ЗАДАНИЕ: Приведите без изменений фрагмент текста о картинах Гогена от «Но вот что поражает» до «Кабанеля и Бугро.».

ИСТОЧНИК:
· · ·

Но вот что поражает в заметках Жамо. «Нужно ли, — пишет он, — отвечать на распространенное замечание: „Все эти желтые женщины уродливы и не интересуют нас“? Если бы нам не было известно, насколько невосприимчиво ко всему непривычному большинство людей, это замечание могло бы удивить, потому что часто исходит от тех, кто легко воспринимает красоту в изображении арабских женщин или бедуинок». И тут внезапно начинаешь понимать, что таитянки Гогена настолько же резко отличаются от стереотипа шаблонных экзотических женщин, насколько женщины Курбе и Мане отличаются от пустых кукол Кабанеля и Бугро.

Далее Жамо подробно описывает, защищая от нападок «Дух мертвых бодрствует» и «Наве наве махана», уточняя: «Можно без преувеличения назвать шедеврами четыре полотна из коллекции Файе. „Женщина с веером (Те арии вахине)“ изображена обнаженной, лежащей на зеленом склоне, рядом с ней несколько пурпурных плодов […]. Она являет собой яркий тип своей расы, а ее поза характерна для жаркого климата, в котором она живет. Благодаря абсолютной гармонии между линиями тела и пейзажа, прекрасными фактурой и цветом, достигнуты невиданные высоты в искусстве синтеза и благородстве стиля. Эта коричневая Афродита неизбежно вызывает в памяти строки Бодлера, посвященные прекрасной темной незнакомке»:

Я люблю тебя так, как ночной небосвод…

(Пер. В. Шора)

или

Когда, закрыв глаза, я в душный вечер лета

Вдыхаю аромат твоих нагих грудей,

Я вижу пред собой прибрежия морей,

Залитых яркостью однообразной света…

(Пер. В. Брюсова)

· · ·

ПРЕДОСТАВЛЕННЫЕ ДАННЫЕ:
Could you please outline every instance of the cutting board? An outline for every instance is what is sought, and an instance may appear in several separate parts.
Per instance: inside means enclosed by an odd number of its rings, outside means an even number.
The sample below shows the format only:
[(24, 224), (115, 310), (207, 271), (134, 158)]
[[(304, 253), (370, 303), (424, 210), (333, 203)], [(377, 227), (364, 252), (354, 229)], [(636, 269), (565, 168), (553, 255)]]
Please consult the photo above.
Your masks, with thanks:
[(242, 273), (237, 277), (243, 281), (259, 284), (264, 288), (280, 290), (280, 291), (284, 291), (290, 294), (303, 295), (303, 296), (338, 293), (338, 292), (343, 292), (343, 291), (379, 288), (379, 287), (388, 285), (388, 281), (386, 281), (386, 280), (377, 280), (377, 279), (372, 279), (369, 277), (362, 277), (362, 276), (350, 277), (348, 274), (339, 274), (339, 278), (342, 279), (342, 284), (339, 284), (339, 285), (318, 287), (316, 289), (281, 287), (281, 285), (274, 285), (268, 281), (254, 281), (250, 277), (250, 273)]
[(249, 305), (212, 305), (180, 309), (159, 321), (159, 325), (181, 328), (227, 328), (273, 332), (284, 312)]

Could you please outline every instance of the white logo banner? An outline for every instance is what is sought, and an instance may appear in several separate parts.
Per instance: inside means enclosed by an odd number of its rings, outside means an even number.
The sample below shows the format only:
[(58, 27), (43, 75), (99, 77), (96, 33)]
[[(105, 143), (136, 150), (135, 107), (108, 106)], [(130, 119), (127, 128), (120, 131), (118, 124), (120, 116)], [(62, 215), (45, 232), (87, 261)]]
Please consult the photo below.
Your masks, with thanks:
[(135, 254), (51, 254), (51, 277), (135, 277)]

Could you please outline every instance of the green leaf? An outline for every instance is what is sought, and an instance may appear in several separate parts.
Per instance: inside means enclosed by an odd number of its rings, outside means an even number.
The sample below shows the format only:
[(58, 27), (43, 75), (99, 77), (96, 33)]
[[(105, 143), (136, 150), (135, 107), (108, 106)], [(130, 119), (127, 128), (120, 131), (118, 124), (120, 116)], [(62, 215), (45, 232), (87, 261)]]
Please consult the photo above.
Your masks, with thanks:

· · ·

ОТВЕТ К ЗАДАНИЮ:
Но вот что поражает в заметках Жамо. «Нужно ли, — пишет он, — отвечать на распространенное замечание: „Все эти желтые женщины уродливы и не интересуют нас“? Если бы нам не было известно, насколько невосприимчиво ко всему непривычному большинство людей, это замечание могло бы удивить, потому что часто исходит от тех, кто легко воспринимает красоту в изображении арабских женщин или бедуинок». И тут внезапно начинаешь понимать, что таитянки Гогена настолько же резко отличаются от стереотипа шаблонных экзотических женщин, насколько женщины Курбе и Мане отличаются от пустых кукол Кабанеля и Бугро.